*Problem*. Continue the essay on post-racial ideology from where it stops.

*Page text*.
● ● ● ● ● ● ●

- Dillon Rockrohr
The Post-Racial Ideology: HotE Preview, Alexandre Da Costa

About two or three years ago, I joined a couple of my friends from high school to have dinner with our old American history teacher. This is a man we respected as an exemplar of good character, an intelligent man who had provoked us those years ago to think critically in new ways about the issues that have shaped our country and the debates that formed our American structures and institutions. The conversation that night, however, felt strangely alien to me despite how predictable it should have been. I knew that I would be re-engaging a conservative evangelical frame of thinking that I had spent years learning to leave behind. My old teacher talked about how when he looks around at the American political climate – the sorts of statements President Obama had made at the time regarding the death of Trayvon Martin, the very visible protests occurring under the banner of the #blacklivesmatter movement and all the correlate issues of state violence, socioeconomic issues related to race and matters of representation. It seemed to him that “liberal” culture, in these voices and through the media, was making us racist. The fact that race was being treated as an element at play in public action, to him, denied the ideals of equality that ought to have motivated the American ideology. Somehow it denied us a necessary recognition that the Civil Rights Movement had accomplished its work, and that now in America, all God’s children can be free.
Meanwhile, I was finishing up degrees in English and philosophy at Kansas State University. As with many public institutions, the politics of race had risen to a central topic of general discussion as we attuned ourselves to the painful subjects that had seized the news reports those days. My public education had directed me to consider the ways in which race and racism have always been forces constitutively bound up in our public structures, the way groups relate to each other in the structural confines of our political community, even in the flow of ink that has legislated our social order since its legal origin. How can we be making ourselves racist, if “we” – the enforced fantasies and illusions of our shared national identity – always already have been racist? Yet this sentiment abides among much of public discourse today. To claim acknowledgment of racial injustice as extant in our institutions and political structures and not only as singular conscious phenomena enacted by especially cruel or misguided individuals is to make America racist again. Nobody of good character or ideals would want that.

● ● ● ● ● ● ●

*Data records*.
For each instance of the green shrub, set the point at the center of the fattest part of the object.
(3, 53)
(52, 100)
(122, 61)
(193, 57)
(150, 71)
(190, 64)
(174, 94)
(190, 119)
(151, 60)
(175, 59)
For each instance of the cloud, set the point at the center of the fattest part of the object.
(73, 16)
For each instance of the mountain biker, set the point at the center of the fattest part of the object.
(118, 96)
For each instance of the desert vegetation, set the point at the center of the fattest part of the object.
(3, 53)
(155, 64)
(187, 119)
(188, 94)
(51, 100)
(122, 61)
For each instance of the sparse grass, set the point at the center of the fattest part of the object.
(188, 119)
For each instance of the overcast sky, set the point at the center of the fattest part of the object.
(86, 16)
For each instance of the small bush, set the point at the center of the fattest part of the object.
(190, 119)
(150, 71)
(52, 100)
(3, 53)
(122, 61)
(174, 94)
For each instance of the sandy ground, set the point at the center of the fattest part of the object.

● ● ● ● ● ● ●

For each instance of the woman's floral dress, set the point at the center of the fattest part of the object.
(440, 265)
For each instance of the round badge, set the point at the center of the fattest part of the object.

● ● ● ● ● ● ●

*Task answer*.
This Thursday, 5:30pm at the Sheldon Museum of Art, we will welcome Alexandre Da Costa as the third Humanities on the Edge lecturer in a series themed around the question “Post-Racial Futures?” Da Costa will contribute to this ongoing inquiry with a lecture titled “Towards a Hemispheric Critique of the Post-racial” which will presumably pick up on a focal theme in his recent research publications. The writings explore “post-racial ideology” in the Americas, through a relational rather than comparative framework, as a “hegemonic force shaping the simultaneous reality of race, racism, and colonialism alongside their institutional and everyday disavowal” (“Thinking ‘Post-Racial’ Ideology Transnationally” 476). Da Costa combines an interrogation of post-racial ideology in Brazil with its symmetrical counterpart in America to show how this sort of ideology functions similarly across the Western Hemisphere, despite the singularity of its local inflections due to the particular histories of race, culture, and politics in each of those countries. His stated goal is that of “reviewing and repositioning theoretical and empirical work towards an identification and critique of post-racial ideology and politics as a systemic question encompassing the Americas as a whole” (“Thinking ‘Post-Racial’ Ideology Transnationally” 477).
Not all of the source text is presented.